-- DOCUMENT EXCERPT start --

How to minimize statistical uncertainty

Asked by CG on 2018-12-04

Hi,

I want to compute cross sections in NLO QCD with statistical uncertainties only.
In the runcard.dat it is possible to set the required accuracy using the "req_acc" keyword.
However, I observed that for small values of this accuracy, the stat. uncertainties of the resulting cross sections are larger than the required value. For example, I tried to set the required accuracy to 0.0005 (0.05%) but received cross sections with varying uncertainties, some up to 1.7%. Naively, I thought it would be possible to arbitrarily reduce the stat. uncertainties by simply calculating long enough. Is there any explanation for this behaviour or is there another way to get smaller uncertainties?

Here is the banner file of one of the runs:

<LesHouchesEvents version="3.0">
<header>
<!--
#*********************************************************************
# *
# MadGraph5_aMC@NLO *
# *
# Going Beyond *
# *
# http://madgraph.hep.uiuc.edu *
# http://madgraph.phys.ucl.ac.be *
# http://amcatnlo.cern.ch *
# *
# The MadGraph5_aMC@NLO team *
# *
#....................................................................*
# *
# This file contains all the information necessary to reproduce *
# the events generated: *
# *
# 1. software version *
# 2. proc_card : code generation info including model *
# 3. param_card : model primary parameters in the LH format *
# 4. run_card : running parameters (collider and cuts) *
# 5. pythia_card : present only if pythia has been run *
# 6. pgs_card : present only if pgs has been run *
# 7. delphes_cards : present only if delphes has been run *
# *
# *
#*********************************************************************
-->
<MGVersion>
2.5.2
</MGVersion>
<MGRunCard>
#***********************************************************************
# MadGraph5_aMC@NLO *
# *
# run_card.dat aMC@NLO *
# *
# This file is used to set the parameters of the run. *
# *
# Some notation/conventions: *
# *
# Lines starting with a hash (#) are info or comments *
# *
# mind the format: value = variable ! comment *
# *
# Some of the values of variables can be list. These can either be *
# comma or space separated. *
#***********************************************************************
#
#*******************
# Running parameters
#*******************
#
#***********************************************************************
# Tag name for the run (one word) *
#***********************************************************************
  testrun = run_tag ! name of the run
#***********************************************************************
# Number of LHE events (and their normalization) and the required *
# (relative) accuracy on the Xsec. *
# These values are ignored for fixed order runs *
#***********************************************************************
  100000 = nevents ! Number of unweighted events requested
  0.0005 = req_acc ! Required accuracy (-1=auto determined from nevents)

-- DOCUMENT EXCERPT end --

*TASKS TO PERFORM:*
1. Translate this sentence from the forum thread into French: "I want to compute cross sections in NLO QCD with statistical uncertainties only."
2. Quote the entries verbatim, beginning with the line that contains "TARGET = antenna" and ending with the final line of the entries.
The forum thread and the entries that come after it are unrelated pieces of material.

-- DATA EXCERPTS start --

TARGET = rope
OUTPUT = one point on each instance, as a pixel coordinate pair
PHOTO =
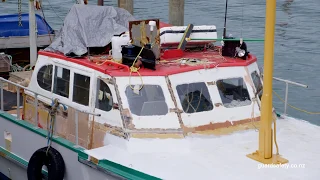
(44, 19)
(135, 70)
(296, 108)
(221, 39)
(53, 111)
(19, 12)
(252, 115)
(275, 133)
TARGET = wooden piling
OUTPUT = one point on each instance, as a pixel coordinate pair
(126, 4)
(176, 12)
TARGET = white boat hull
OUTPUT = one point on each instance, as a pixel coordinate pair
(23, 41)
(25, 142)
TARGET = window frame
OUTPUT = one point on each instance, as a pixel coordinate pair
(233, 78)
(52, 75)
(53, 78)
(72, 75)
(208, 90)
(256, 93)
(99, 79)
(165, 99)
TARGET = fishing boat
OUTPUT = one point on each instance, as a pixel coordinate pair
(151, 101)
(14, 36)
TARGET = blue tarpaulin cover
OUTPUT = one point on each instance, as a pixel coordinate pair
(89, 26)
(9, 25)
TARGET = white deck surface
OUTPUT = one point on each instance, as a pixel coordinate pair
(224, 157)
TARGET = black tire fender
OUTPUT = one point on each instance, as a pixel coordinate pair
(53, 161)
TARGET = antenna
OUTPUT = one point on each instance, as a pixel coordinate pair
(225, 20)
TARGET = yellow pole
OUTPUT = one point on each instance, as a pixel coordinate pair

-- DATA EXCERPTS end --

*ANSWERS IN ORDER:*
1. Je souhaite calculer des sections efficaces en QCD au NLO avec uniquement des incertitudes statistiques.

2.
TARGET = antenna
OUTPUT = one point on each instance, as a pixel coordinate pair
(225, 20)
TARGET = yellow pole
OUTPUT = one point on each instance, as a pixel coordinate pair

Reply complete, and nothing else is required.